Mediante la enfermedad, conversamos con nosotros- mismos, tomamos nuestro cuerpo como testigo: el dolor, la lesión son el exacto reflejo de las emociones que sentimos. El sentimiento se transforma en sensación: esto nos provoca irritaciones, nos corroe, es un dolor sordo; pero ¿qué es lo que nos provoca irritaciones, nos corroe, y … lo que no oye este dolor?
¿Qué sucede cuando vamos a ver a nuestro médico? El médico nos escucha y apunta “un diagnostico”. A nuestra petición, pone un nombre en lo que experimentamos. Esto lleva un nombre y nos da seguridad, es algo identificado, reconocido, clasificado y eventualmente mensurable. Pero mientras tanto, lo que intentamos decirnos através de esta enfermedad corre el riesgo de pasar por la trampilla… El diagnóstico es un paso necesario pero de doble filo: al poner un nombre sobre la enfermedad, pegándole una etiqueta, corremos el riesgo de protegernos aún más de la pregunta que nos plantea. Es legítimo confiarla a nuestro médico cuyo papel es ayudarnos y curarnos. Pero si abandonamos la responsabilidad de lo que experimentamos, si la enfermedad se vuelve asunto del médico y sólo de él, qué pasa con la pregunta que nos hacemos a través de ella?

*Datos disponibles*:
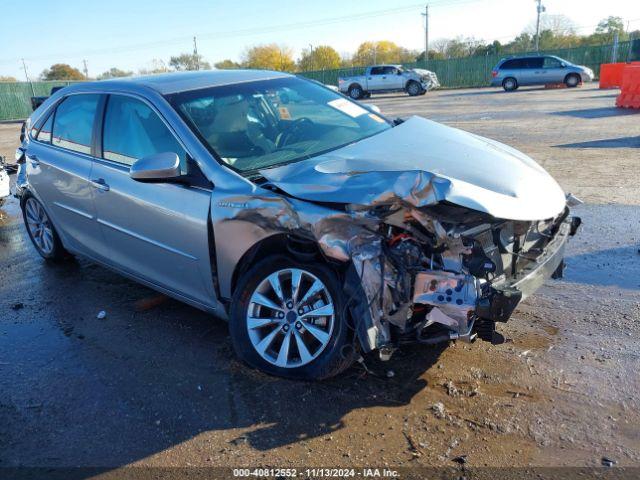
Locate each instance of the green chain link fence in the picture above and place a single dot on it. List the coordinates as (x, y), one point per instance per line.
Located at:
(476, 71)
(15, 97)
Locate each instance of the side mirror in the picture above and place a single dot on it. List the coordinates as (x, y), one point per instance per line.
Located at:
(157, 167)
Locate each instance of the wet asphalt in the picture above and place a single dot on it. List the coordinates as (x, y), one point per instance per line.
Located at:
(156, 382)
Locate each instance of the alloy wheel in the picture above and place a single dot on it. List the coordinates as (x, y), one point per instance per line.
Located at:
(290, 318)
(39, 226)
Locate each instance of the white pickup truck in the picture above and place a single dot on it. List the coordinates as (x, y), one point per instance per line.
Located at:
(388, 78)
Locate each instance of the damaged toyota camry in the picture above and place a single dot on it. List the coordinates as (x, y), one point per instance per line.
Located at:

*Tareas*:
• A. Repite sin cambios el tramo del texto sobre la enfermedad y el diagnóstico que va desde "Mediante la enfermedad, conversamos" hasta "oye este dolor?".
• B. Según el texto sobre la enfermedad y el diagnóstico, ¿cómo se califica el diagnóstico?
• C. Retoma el texto sobre la enfermedad y el diagnóstico a partir de su última oración y continúalo.

*Respuestas por tarea*:
• A.
Mediante la enfermedad, conversamos con nosotros- mismos, tomamos nuestro cuerpo como testigo: el dolor, la lesión son el exacto reflejo de las emociones que sentimos. El sentimiento se transforma en sensación: esto nos provoca irritaciones, nos corroe, es un dolor sordo; pero ¿qué es lo que nos provoca irritaciones, nos corroe, y … lo que no oye este dolor?

• B. Como un paso necesario pero de doble filo.

• C.
Sufrimos en nuestro cuerpo de un sufrimiento del alma.
Porque, al sustituir las palabras por males, perdemos el sentido de lo que queremos decirnos. Nos hablamos usando nuestro cuerpo como de una metáfora, y por lo tanto, lo que así intentamos decirnos se vuelve incomprensible: sufrimos sin saber porqué, como si nos faltase la llave… Y comprender lo que aquí se dice, escuchar su enfermedad como un lenguaje interior, es un primer paso hacía la curación.
Tomamos nuestro cuerpo como testigo y nuestros órganos como una “metáfora” para comunicar nuestro mal – estar.
Extracto del libro: La enfermedad quiere curarme.